**Task description**
Write out every one of the items below word for word, keeping each line unchanged.

[Entries for labeling bounding boxes]
** BEGIN **

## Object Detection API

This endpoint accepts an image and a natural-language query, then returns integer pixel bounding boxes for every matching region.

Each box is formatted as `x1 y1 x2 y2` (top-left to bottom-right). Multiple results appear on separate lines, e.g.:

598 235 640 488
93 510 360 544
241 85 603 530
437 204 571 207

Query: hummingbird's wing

** END **

**Exercise result**
## Object Detection API

This endpoint accepts an image and a natural-language query, then returns integer pixel bounding boxes for every matching region.

Each box is formatted as `x1 y1 x2 y2` (top-left to bottom-right). Multiple results appear on separate lines, e.g.:

598 235 640 488
93 510 360 544
241 85 603 530
437 204 571 207

Query: hummingbird's wing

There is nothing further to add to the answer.